→ **Stated goal**: Give only the number of lines in the entries below that contain the word "bulldozer".
-----
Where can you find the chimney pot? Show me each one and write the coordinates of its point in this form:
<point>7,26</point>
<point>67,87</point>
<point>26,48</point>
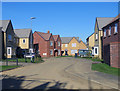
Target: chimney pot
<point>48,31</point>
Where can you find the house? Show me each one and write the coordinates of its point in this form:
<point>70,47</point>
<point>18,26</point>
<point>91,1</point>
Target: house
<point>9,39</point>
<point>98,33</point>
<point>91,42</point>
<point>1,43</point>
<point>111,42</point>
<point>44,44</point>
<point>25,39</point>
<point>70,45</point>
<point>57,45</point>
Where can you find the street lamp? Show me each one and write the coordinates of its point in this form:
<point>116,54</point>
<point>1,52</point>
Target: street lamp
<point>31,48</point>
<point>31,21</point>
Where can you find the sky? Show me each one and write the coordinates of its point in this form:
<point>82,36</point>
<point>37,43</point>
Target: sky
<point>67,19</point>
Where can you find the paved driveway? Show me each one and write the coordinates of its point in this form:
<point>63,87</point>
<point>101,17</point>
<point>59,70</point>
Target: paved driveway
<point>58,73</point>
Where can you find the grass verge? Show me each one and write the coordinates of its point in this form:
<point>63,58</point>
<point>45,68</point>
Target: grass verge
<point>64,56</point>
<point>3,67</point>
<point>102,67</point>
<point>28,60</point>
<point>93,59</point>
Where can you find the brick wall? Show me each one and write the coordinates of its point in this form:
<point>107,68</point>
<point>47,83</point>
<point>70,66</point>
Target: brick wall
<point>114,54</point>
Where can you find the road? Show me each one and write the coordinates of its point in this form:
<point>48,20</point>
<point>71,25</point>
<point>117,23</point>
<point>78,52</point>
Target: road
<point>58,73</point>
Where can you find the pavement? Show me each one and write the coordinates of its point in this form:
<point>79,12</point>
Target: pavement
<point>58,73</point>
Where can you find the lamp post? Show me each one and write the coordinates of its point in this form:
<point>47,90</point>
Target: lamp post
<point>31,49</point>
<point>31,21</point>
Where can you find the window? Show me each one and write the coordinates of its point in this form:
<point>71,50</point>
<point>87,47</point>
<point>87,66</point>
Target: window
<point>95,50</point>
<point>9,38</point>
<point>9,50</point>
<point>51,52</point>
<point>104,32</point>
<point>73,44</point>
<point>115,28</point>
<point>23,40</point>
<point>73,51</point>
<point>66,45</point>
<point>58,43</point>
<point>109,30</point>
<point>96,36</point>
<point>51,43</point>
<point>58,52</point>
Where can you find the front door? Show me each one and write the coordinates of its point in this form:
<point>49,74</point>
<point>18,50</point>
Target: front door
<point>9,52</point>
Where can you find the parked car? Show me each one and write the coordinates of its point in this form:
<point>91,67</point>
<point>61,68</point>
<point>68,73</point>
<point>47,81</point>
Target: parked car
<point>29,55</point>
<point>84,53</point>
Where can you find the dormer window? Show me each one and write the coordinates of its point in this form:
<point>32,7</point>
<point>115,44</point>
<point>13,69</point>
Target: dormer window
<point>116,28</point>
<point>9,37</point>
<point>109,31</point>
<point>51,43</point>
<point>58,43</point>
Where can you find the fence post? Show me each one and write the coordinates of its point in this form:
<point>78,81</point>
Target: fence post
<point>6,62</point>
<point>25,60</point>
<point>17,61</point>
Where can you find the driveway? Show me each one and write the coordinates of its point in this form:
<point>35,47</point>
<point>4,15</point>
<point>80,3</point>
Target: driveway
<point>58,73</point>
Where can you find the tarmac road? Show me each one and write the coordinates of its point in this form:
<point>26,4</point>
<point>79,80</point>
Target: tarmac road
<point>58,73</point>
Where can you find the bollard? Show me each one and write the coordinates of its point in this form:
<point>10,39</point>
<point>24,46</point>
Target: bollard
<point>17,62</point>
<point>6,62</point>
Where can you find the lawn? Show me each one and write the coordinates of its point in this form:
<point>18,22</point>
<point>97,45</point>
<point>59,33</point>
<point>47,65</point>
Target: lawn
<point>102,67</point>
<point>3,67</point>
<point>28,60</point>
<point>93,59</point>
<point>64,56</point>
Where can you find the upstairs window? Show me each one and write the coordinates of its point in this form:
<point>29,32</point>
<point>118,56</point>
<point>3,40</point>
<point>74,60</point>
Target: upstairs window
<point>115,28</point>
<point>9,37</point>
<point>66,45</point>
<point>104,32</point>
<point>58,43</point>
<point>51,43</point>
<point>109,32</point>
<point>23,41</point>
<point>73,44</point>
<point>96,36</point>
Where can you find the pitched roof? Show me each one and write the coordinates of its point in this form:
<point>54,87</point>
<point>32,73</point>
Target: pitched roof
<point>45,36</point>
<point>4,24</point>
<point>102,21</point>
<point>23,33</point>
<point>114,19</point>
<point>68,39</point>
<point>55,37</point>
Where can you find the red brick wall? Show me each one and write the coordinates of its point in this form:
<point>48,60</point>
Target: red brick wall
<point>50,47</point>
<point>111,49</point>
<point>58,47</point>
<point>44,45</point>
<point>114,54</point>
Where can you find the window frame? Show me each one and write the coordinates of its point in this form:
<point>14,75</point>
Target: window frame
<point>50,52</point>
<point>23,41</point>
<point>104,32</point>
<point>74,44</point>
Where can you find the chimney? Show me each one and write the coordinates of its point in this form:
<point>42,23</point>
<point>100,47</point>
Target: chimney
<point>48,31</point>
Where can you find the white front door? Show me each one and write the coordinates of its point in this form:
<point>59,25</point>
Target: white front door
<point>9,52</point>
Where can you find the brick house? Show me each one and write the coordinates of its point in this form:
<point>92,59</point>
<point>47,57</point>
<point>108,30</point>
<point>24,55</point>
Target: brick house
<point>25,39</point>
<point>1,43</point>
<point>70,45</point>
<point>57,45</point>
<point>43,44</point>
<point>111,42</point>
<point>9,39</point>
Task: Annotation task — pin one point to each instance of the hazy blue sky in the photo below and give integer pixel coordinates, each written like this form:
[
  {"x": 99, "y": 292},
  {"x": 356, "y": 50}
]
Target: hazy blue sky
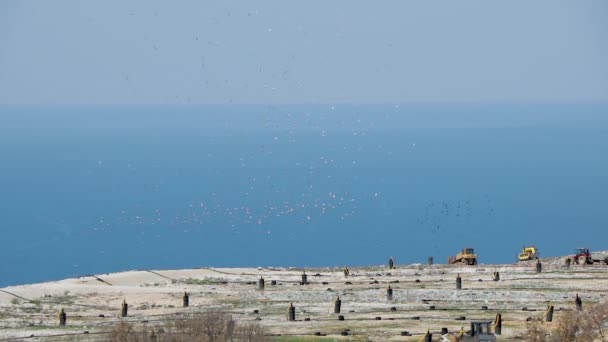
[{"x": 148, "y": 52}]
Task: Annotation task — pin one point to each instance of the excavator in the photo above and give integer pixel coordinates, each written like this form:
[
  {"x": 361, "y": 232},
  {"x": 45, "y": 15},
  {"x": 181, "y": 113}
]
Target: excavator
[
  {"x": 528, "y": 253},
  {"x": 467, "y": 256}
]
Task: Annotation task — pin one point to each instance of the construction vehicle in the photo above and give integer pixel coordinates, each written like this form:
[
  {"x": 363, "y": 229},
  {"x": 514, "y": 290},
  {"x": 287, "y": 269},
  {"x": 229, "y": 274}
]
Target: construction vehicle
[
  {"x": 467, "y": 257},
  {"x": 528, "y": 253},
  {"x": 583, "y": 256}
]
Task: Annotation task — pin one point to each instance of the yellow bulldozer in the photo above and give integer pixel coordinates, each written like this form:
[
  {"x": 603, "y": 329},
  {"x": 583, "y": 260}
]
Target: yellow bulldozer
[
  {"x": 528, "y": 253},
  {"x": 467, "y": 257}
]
-----
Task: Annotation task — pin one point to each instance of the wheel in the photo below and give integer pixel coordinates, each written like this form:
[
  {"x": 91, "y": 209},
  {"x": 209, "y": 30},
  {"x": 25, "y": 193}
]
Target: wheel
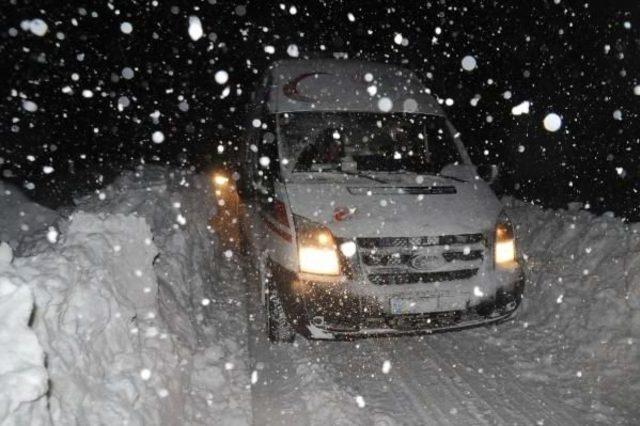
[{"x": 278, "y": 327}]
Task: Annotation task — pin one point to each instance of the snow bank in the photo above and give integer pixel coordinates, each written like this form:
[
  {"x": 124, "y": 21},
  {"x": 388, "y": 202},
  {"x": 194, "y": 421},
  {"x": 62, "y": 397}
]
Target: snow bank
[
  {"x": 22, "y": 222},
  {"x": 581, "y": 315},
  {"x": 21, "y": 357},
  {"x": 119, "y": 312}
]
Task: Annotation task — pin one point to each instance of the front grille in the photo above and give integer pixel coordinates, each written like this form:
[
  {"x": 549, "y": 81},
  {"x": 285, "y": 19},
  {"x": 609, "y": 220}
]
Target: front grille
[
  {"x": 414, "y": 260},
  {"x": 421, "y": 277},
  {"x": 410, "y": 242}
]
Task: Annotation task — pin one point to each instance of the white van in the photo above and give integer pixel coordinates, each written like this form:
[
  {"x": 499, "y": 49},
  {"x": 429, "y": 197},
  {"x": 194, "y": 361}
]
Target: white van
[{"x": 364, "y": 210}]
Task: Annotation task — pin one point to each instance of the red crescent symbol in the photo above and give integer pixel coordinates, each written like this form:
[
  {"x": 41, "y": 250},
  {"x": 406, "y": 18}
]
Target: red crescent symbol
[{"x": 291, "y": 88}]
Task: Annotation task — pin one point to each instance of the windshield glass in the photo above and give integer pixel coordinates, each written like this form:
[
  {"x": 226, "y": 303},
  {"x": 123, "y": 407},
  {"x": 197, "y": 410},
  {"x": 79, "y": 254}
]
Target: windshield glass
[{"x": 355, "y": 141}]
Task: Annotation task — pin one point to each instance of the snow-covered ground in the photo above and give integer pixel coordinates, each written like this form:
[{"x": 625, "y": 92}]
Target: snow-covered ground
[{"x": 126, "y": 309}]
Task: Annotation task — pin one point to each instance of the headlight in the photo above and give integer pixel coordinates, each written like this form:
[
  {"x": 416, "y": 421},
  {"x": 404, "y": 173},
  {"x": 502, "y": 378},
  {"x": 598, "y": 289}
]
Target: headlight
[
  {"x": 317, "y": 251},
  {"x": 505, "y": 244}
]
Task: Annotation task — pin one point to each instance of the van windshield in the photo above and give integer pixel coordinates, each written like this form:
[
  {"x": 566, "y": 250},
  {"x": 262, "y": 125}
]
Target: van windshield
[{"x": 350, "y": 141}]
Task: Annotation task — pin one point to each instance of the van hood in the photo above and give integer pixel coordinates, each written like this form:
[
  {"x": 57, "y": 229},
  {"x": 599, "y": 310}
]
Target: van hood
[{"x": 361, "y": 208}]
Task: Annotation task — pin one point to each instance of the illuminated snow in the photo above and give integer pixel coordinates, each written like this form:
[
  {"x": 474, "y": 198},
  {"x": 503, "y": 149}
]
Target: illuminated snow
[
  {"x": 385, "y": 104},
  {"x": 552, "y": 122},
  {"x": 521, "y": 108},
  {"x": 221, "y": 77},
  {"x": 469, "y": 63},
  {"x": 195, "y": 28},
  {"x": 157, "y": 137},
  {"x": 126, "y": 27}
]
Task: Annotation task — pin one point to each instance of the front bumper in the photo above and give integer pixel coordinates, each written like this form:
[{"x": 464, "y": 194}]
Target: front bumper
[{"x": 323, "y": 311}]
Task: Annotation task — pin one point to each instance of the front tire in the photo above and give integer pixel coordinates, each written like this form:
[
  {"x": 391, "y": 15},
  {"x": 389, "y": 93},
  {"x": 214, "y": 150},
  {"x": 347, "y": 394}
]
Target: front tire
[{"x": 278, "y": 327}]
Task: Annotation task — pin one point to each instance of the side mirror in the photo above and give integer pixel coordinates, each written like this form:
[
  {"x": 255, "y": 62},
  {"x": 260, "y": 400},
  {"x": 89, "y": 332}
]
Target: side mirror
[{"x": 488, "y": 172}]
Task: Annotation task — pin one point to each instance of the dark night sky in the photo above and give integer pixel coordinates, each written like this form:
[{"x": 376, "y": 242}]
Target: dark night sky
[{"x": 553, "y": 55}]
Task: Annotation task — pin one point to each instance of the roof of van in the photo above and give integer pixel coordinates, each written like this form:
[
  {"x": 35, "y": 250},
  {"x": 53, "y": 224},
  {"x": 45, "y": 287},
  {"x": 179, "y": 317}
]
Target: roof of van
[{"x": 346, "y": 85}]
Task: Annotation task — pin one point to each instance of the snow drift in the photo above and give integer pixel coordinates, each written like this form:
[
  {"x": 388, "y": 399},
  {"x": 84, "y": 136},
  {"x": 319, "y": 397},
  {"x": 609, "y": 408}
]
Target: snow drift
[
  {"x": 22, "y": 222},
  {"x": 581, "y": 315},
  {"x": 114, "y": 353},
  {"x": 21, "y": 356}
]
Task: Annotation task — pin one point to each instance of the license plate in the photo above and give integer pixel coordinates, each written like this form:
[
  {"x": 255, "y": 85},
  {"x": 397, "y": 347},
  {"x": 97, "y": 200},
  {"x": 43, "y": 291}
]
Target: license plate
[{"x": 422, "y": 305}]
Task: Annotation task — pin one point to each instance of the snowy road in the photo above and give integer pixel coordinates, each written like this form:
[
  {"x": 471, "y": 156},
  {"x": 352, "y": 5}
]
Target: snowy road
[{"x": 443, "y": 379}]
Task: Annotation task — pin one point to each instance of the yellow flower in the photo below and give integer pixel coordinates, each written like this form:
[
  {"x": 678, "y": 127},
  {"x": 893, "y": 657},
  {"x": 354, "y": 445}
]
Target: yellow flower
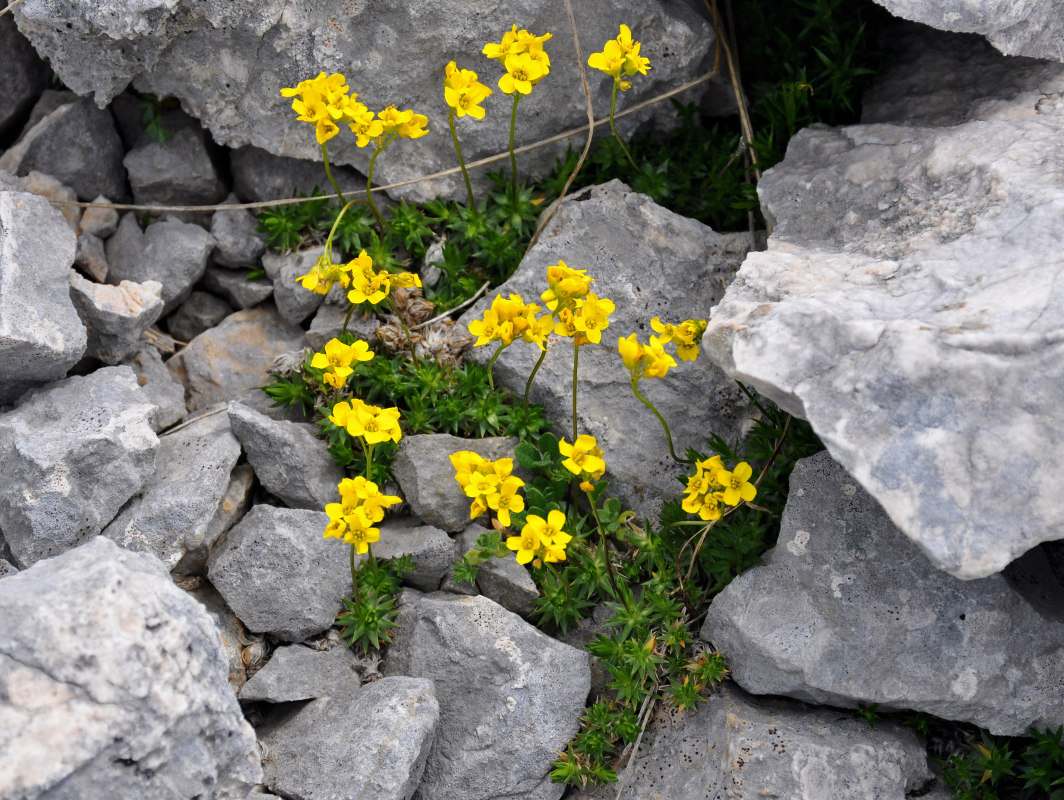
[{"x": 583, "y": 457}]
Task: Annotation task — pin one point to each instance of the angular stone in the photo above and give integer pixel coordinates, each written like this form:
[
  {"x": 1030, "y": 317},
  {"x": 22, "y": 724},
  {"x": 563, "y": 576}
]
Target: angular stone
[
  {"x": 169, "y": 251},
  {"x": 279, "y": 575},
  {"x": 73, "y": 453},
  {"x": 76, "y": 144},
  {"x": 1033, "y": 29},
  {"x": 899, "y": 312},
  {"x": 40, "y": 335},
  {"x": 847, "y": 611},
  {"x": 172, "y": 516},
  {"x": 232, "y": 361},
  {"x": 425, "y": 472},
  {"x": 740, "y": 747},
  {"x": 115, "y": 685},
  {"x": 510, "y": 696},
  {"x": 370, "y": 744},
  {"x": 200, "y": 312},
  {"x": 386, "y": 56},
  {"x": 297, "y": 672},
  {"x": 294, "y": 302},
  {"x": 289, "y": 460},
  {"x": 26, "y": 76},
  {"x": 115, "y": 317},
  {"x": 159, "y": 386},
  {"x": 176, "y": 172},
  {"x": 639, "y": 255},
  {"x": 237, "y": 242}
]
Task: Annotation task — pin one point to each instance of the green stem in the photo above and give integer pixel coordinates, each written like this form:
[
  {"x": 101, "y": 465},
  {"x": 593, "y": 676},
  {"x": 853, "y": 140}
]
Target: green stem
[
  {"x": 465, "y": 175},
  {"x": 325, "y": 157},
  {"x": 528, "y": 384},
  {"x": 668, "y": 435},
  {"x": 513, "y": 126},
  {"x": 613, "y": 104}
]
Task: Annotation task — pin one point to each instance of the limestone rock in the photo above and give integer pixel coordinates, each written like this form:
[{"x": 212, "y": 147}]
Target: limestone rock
-----
→ **Finished task**: 2